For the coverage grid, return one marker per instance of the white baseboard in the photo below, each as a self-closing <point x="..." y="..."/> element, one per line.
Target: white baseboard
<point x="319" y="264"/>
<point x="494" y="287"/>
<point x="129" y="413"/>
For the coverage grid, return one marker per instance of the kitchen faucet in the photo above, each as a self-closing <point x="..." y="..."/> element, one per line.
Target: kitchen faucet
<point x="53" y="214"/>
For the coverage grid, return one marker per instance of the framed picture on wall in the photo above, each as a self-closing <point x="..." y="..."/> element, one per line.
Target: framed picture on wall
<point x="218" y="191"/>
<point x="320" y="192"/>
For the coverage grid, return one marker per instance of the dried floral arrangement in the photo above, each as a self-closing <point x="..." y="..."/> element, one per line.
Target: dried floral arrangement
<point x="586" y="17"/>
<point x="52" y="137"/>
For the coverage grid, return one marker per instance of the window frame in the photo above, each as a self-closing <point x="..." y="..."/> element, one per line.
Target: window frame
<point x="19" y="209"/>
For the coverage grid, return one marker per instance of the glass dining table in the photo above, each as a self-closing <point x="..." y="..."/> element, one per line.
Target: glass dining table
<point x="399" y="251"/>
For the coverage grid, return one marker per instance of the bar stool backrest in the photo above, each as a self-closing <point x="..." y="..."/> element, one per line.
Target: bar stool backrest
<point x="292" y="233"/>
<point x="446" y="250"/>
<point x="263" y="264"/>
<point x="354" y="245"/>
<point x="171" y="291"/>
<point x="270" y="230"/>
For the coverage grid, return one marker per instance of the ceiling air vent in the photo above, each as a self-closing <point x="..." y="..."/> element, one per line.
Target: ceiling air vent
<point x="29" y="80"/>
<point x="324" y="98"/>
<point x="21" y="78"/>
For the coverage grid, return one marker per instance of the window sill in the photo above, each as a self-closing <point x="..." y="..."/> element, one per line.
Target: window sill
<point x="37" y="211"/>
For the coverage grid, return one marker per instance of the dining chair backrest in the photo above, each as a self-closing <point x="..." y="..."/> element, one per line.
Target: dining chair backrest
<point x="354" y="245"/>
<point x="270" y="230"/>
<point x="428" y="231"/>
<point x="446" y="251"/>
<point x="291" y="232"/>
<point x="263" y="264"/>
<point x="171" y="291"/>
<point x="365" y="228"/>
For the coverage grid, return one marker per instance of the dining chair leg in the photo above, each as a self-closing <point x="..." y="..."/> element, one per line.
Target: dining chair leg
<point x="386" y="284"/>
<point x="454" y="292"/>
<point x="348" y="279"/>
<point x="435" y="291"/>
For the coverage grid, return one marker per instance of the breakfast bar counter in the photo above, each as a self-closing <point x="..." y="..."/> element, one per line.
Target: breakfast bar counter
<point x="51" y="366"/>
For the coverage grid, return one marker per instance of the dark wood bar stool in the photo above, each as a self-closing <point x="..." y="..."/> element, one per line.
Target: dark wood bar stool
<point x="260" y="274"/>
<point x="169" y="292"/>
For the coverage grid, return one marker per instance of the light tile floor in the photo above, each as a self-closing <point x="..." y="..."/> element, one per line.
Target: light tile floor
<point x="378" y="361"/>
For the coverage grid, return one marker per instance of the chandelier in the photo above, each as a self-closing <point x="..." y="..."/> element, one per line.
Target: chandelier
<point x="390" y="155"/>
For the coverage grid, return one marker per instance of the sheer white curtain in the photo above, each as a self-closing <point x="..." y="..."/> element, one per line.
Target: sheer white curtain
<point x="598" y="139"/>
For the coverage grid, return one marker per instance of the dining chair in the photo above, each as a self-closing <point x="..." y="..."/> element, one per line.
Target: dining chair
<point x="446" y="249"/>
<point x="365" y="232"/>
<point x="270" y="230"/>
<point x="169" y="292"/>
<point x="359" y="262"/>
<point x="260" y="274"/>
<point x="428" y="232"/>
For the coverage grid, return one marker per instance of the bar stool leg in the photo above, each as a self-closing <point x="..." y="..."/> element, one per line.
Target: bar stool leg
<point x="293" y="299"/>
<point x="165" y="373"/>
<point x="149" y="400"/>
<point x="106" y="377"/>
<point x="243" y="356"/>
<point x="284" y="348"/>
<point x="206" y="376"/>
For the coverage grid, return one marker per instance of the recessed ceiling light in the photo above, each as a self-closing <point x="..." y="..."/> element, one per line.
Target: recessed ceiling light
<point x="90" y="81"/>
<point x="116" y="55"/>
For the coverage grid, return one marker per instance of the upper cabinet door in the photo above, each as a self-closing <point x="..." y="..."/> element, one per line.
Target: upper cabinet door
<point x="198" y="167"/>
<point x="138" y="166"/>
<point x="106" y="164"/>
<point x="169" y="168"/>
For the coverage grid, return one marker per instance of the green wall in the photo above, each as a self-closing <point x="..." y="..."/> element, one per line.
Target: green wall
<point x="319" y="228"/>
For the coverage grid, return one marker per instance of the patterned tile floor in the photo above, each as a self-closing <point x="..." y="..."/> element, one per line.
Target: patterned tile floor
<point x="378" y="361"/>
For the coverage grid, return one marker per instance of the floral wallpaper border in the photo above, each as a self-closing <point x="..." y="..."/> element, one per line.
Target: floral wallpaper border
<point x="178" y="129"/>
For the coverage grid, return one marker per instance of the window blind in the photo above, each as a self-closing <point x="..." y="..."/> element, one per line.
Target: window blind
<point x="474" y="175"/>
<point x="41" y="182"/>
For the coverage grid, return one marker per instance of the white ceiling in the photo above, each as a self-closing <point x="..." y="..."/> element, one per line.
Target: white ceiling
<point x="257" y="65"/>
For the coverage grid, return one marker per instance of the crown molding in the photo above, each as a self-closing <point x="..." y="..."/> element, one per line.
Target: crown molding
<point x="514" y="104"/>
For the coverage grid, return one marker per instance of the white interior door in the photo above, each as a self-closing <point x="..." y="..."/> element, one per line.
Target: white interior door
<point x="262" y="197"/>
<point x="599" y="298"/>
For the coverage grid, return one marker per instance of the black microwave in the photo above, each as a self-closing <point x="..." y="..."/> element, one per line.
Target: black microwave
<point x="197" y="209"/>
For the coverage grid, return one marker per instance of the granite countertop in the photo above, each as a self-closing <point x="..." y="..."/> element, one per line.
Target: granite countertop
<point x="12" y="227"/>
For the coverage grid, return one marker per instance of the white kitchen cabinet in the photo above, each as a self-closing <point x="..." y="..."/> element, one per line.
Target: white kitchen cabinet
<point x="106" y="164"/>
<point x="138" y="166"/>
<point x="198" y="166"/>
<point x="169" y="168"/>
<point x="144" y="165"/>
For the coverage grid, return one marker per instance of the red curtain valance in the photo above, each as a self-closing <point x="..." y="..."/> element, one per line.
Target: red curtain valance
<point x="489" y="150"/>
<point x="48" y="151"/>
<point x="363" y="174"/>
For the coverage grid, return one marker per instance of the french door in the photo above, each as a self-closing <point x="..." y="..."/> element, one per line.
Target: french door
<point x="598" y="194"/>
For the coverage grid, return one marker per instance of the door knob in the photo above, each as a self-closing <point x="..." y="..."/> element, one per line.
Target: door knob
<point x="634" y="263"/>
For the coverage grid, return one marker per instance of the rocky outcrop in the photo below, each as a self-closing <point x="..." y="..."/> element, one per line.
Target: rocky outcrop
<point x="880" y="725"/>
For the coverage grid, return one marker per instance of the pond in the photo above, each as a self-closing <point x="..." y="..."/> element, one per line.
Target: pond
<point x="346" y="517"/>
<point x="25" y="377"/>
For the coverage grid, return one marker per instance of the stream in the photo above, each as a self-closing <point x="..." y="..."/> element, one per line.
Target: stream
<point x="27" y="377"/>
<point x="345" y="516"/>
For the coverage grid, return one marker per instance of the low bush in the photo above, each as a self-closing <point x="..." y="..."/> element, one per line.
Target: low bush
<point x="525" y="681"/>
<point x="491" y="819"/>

Exercise details: Print the entire listing above once more, with nothing changed.

Written solution:
For the coverage grid, return one marker per instance of the white baseboard in the photo below, each as a self-closing <point x="..." y="..."/> element, one per line.
Target: white baseboard
<point x="319" y="264"/>
<point x="494" y="287"/>
<point x="129" y="413"/>
For the coverage grid, return one marker per instance of the kitchen faucet in the photo above, each as a self-closing <point x="..." y="..."/> element, one per line.
Target: kitchen faucet
<point x="53" y="214"/>
For the coverage grid, return one marker per instance of the framed picture on wall in the photo above, each as a self-closing <point x="..." y="..."/> element, one per line.
Target: framed picture on wall
<point x="218" y="191"/>
<point x="320" y="192"/>
For the coverage grid, return one marker per instance of the dried floral arrangement in the photo above, each as a self-closing <point x="..." y="..."/> element, one per line.
Target: dried floral arrangement
<point x="586" y="17"/>
<point x="52" y="137"/>
For the coverage grid, return one marker per instance of the window frame in the photo above, each as a self-closing <point x="..." y="..."/> element, one per line.
Target: window frame
<point x="19" y="209"/>
For the coverage grid, return one marker per instance of the glass dining table in the photo above, each as a self-closing <point x="..." y="..."/> element, one per line.
Target: glass dining table
<point x="399" y="251"/>
For the coverage grid, return one marker per instance of the bar stool backrest in the photo above, each as a self-closing <point x="..." y="..."/> element, one per line.
Target: bar stool backrest
<point x="292" y="233"/>
<point x="446" y="250"/>
<point x="263" y="264"/>
<point x="354" y="245"/>
<point x="171" y="291"/>
<point x="270" y="230"/>
For the coverage grid, return one marker per instance of the ceiling air vent in the photo above, each as a self-closing <point x="..." y="..."/> element, one per line.
Target: ceiling air vent
<point x="29" y="80"/>
<point x="324" y="98"/>
<point x="21" y="78"/>
For the coverage grid, return one marker per instance of the window sill in the photo above, each as a self-closing <point x="..." y="..."/> element, one per line.
Target: window sill
<point x="37" y="211"/>
For the coverage grid, return one marker per instance of the dining chair backrest in the photo above, each as a self-closing <point x="..." y="..."/> element, one per line.
Target: dining chair backrest
<point x="354" y="245"/>
<point x="270" y="230"/>
<point x="428" y="231"/>
<point x="446" y="251"/>
<point x="291" y="232"/>
<point x="263" y="264"/>
<point x="171" y="291"/>
<point x="365" y="228"/>
For the coverage grid, return one marker per instance of the dining chair leg in the photo above, each as a self-closing <point x="..." y="..."/> element, one per line.
Target: dining chair leg
<point x="386" y="284"/>
<point x="454" y="292"/>
<point x="348" y="279"/>
<point x="435" y="291"/>
For the coverage grid, return one marker per instance of the breakfast bar counter in the photo above, each as a self-closing <point x="..." y="..."/> element, one per line.
Target: breakfast bar counter
<point x="51" y="366"/>
For the coverage grid, return one marker per instance of the dark wood bar stool in the photo above, each as a self-closing <point x="..." y="..."/> element, one per line.
Target: dark wood bar stool
<point x="260" y="274"/>
<point x="169" y="292"/>
For the coverage grid, return one marker per instance of the light tile floor in the photo above, each as a self-closing <point x="..." y="..."/> element, one per line.
Target: light tile floor
<point x="378" y="361"/>
For the coverage grid, return one marker per instance of the chandelier in the photo above, each as a self-closing <point x="..." y="..."/> element, one per line.
Target: chandelier
<point x="390" y="155"/>
For the coverage grid, return one marker per instance of the sheer white curtain in the photo above, each as a self-closing <point x="..." y="..."/> element, one per line.
Target: sheer white curtain
<point x="598" y="139"/>
For the coverage grid, return one marker per instance of the dining chair in the photo above, each as a self-closing <point x="..." y="..."/> element, one per line.
Target: dining chair
<point x="446" y="249"/>
<point x="365" y="232"/>
<point x="270" y="230"/>
<point x="169" y="292"/>
<point x="359" y="262"/>
<point x="260" y="274"/>
<point x="428" y="232"/>
For the coverage grid, return one marker per instance of the bar stool leg in the photo above, each as a self-closing <point x="..." y="..."/> element, one per line.
Target: bar stool leg
<point x="293" y="299"/>
<point x="165" y="373"/>
<point x="149" y="400"/>
<point x="106" y="377"/>
<point x="243" y="356"/>
<point x="284" y="348"/>
<point x="206" y="376"/>
For the coverage grid, return one marker per instance of the recessed ceiling light in the photo above, each as a self-closing <point x="..." y="..."/> element, one per line.
Target: recessed ceiling light
<point x="90" y="81"/>
<point x="116" y="55"/>
For the coverage grid, return one marker per instance of the upper cabinet door in the photo above, each as a self-closing <point x="..." y="..."/> element, one per line.
Target: upper cabinet door
<point x="198" y="167"/>
<point x="138" y="166"/>
<point x="106" y="164"/>
<point x="169" y="168"/>
For the coverage grid, return one marker per instance of the green wall in the photo above, each as a self-closing <point x="..." y="..."/> element, one per line.
Target: green wall
<point x="319" y="228"/>
For the coverage grid, return one marker per instance of the patterned tile floor in the photo above, each as a self-closing <point x="..." y="..."/> element, one per line.
Target: patterned tile floor
<point x="378" y="361"/>
For the coverage grid, return one marker per instance of the floral wallpaper border in the photo above, each as a self-closing <point x="..." y="..."/> element, one per line.
Target: floral wallpaper border
<point x="178" y="129"/>
For the coverage grid, return one marker per instance of the window blind in the photo above, each as a self-closing <point x="..." y="..."/> element, one per line.
Target: window blind
<point x="474" y="175"/>
<point x="41" y="182"/>
For the coverage grid, return one marker per instance of the white ceiling in the photo above, each as a self-closing <point x="..." y="..."/> element, one per line.
Target: white ceiling
<point x="257" y="65"/>
For the coverage grid, return one marker per instance of the crown molding in the photo above, each as a self-closing <point x="..." y="..."/> element, one per line.
Target: crown molding
<point x="514" y="104"/>
For the coverage grid, return one marker per instance of the white interior door in the photo above, each as a self-closing <point x="..." y="..."/> element, one per line.
Target: white interior door
<point x="262" y="197"/>
<point x="599" y="298"/>
For the coverage grid, return one marker per instance of the black microwave in the photo above, each as a self-closing <point x="..." y="..."/> element, one per line.
Target: black microwave
<point x="197" y="209"/>
For the coverage grid, return one marker per instance of the granite countertop in the photo above, each as a self-closing <point x="..." y="..."/> element, one per line.
Target: granite countertop
<point x="12" y="227"/>
For the coverage grid, return one marker per instance of the white kitchen cabinet in the photo above, each as a self-closing <point x="..." y="..."/> element, one per line.
Target: white kitchen cabinet
<point x="106" y="164"/>
<point x="138" y="166"/>
<point x="198" y="166"/>
<point x="169" y="168"/>
<point x="144" y="165"/>
For the coverage grid, return one marker per instance of the red curtain valance in the photo above, each as a self-closing <point x="..." y="..."/> element, one per line.
Target: red curtain valance
<point x="489" y="150"/>
<point x="48" y="151"/>
<point x="363" y="174"/>
For the coverage grid, return one marker per instance of the french door in the photo above, each as a self-closing <point x="..." y="..."/> element, one per line.
Target: french door
<point x="598" y="194"/>
For the coverage grid, return one marker per instance of the door knob in the photo above, each as a self-closing <point x="..." y="..."/> element, one per line.
Target: door knob
<point x="634" y="263"/>
For the coverage grid, return one marker per instance of the rocky outcrop in the photo below, each as a self-closing <point x="..." y="..."/> element, one per line.
Target: rocky outcrop
<point x="880" y="725"/>
For the coverage grid, return one marker per instance of the pond in the photo above, each as a self-closing <point x="..." y="..."/> element, one per line.
Target: pond
<point x="346" y="517"/>
<point x="25" y="377"/>
For the coverage grid, return one marker per instance of the stream in the photo above, each as a self-closing <point x="..." y="..."/> element, one per line.
Target: stream
<point x="27" y="377"/>
<point x="345" y="516"/>
For the coverage grid, return one marker per instance of the low bush in the photo above, each as a self-closing <point x="..." y="..."/> element, one per line.
Target: low bush
<point x="525" y="681"/>
<point x="491" y="819"/>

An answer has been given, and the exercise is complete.